Exactly those lines from the one with "Query: black baseball cap" through the end of the listing below must be returned, and nothing else.
[Opening Source records section]
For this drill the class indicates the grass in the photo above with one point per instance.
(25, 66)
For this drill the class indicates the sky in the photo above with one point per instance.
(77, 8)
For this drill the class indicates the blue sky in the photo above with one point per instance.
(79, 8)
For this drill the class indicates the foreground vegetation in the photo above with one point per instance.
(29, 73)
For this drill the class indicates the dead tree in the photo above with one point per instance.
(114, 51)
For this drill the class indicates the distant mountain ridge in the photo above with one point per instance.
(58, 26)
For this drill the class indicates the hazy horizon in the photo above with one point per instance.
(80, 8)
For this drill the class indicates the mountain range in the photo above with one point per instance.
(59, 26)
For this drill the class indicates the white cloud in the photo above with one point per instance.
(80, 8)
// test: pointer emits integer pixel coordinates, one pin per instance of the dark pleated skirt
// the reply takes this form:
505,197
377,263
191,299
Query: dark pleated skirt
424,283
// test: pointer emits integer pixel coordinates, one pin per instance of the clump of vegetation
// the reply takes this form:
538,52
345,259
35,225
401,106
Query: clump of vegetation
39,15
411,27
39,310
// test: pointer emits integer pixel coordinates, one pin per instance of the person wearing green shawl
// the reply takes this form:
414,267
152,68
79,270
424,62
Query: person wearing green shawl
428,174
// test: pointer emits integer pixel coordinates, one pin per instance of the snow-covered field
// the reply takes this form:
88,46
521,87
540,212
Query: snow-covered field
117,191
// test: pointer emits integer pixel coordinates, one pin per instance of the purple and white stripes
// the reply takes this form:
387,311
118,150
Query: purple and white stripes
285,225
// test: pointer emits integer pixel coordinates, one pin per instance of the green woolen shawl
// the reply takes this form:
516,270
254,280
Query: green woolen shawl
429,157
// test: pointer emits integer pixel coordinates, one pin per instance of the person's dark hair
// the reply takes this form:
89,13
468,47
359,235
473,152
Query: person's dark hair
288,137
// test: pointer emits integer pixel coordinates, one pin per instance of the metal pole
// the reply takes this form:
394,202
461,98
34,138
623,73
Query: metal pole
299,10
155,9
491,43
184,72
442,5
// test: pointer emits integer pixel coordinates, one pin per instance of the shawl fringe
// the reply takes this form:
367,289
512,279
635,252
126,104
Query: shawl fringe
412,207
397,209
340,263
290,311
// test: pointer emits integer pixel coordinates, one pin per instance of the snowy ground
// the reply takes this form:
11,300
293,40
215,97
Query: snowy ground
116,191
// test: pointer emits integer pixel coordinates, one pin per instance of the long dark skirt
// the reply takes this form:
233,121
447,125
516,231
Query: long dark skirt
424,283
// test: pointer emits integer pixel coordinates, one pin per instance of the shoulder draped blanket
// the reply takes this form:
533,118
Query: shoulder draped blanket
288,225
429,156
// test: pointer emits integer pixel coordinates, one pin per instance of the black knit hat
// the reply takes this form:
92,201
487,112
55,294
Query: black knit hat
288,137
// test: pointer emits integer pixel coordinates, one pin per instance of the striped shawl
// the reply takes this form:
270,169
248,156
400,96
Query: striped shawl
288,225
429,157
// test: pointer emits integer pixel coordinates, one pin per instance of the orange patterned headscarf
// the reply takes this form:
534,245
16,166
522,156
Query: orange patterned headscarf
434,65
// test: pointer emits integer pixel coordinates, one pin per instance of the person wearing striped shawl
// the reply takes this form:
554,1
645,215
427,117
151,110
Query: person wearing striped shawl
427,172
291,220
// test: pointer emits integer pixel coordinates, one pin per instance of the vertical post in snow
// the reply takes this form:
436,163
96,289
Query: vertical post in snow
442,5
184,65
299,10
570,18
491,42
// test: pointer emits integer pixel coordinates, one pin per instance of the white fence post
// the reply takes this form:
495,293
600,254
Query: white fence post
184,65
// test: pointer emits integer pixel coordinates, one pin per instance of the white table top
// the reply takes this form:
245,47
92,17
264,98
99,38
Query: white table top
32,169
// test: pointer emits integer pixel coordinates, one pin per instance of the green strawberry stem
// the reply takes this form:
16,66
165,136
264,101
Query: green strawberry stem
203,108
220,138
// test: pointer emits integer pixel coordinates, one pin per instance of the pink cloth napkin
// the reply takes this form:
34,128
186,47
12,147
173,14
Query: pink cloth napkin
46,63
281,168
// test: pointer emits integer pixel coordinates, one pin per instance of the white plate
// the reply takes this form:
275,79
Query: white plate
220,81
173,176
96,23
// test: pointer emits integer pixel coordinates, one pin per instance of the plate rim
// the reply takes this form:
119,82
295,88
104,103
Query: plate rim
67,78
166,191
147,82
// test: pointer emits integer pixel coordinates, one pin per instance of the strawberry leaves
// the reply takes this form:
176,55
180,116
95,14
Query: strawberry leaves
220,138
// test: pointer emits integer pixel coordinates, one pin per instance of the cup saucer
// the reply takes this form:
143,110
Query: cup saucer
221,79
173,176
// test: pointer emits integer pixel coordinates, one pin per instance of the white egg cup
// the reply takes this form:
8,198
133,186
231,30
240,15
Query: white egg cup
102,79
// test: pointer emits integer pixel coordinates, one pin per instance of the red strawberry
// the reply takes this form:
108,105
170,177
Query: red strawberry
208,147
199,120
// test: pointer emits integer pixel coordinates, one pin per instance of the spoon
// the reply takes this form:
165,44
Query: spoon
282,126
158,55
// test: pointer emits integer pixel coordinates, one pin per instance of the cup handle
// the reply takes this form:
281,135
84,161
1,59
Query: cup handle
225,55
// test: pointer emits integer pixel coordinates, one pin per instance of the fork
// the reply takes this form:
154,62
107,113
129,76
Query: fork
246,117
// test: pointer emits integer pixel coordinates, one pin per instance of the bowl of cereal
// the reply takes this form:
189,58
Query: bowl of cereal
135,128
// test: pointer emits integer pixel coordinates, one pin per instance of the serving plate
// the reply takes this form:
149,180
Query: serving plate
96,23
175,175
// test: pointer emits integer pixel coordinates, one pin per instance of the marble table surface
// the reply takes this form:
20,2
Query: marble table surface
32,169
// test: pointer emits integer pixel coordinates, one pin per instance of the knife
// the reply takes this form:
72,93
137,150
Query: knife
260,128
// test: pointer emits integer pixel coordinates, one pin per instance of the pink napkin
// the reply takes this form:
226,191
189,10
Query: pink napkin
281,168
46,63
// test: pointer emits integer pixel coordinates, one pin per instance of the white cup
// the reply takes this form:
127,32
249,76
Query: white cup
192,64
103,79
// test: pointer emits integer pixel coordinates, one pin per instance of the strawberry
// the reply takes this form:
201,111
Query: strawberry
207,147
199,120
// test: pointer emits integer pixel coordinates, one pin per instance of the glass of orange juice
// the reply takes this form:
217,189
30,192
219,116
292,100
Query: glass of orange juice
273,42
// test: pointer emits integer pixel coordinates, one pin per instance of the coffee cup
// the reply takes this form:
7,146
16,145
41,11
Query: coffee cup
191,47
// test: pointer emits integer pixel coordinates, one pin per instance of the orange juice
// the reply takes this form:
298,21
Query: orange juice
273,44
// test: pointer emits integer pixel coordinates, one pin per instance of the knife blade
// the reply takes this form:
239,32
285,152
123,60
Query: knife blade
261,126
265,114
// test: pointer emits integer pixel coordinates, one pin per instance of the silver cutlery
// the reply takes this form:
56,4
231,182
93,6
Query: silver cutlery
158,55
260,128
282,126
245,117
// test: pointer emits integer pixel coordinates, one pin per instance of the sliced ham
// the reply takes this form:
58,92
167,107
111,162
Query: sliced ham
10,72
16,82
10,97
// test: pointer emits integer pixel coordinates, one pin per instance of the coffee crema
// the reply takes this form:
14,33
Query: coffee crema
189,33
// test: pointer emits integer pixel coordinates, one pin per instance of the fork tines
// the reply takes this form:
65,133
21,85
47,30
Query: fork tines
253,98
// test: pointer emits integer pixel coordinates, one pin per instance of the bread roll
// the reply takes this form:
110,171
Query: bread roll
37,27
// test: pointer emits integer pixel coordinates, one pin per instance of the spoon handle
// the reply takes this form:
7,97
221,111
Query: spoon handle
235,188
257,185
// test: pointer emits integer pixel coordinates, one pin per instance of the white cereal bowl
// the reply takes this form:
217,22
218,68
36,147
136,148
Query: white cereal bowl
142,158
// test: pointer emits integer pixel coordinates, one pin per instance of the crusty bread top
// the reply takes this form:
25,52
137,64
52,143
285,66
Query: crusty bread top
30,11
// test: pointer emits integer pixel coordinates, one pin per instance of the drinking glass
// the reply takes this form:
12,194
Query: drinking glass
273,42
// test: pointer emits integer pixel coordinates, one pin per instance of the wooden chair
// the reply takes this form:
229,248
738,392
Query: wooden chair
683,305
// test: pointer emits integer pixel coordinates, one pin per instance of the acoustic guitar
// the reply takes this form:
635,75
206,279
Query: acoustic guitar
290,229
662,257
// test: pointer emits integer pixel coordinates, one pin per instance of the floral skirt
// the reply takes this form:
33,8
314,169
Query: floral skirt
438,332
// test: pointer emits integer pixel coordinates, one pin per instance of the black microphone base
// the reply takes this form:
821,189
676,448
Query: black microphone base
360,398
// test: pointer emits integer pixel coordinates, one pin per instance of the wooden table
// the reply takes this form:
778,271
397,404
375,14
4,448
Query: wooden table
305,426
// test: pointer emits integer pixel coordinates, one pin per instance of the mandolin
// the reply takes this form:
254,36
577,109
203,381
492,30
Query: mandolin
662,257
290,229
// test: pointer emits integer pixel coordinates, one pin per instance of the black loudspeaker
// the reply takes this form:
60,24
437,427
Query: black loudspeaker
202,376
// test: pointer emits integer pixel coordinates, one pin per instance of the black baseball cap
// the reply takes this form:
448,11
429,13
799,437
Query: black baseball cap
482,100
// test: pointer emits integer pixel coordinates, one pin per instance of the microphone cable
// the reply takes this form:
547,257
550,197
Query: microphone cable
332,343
[Closing Source records section]
Output of the exercise:
Query: black baseball cap
482,100
// test: pointer emits integer pixel coordinates, one pin per instance of the microphone cable
// the reply takes this form:
547,257
550,197
Query: microphone cable
332,343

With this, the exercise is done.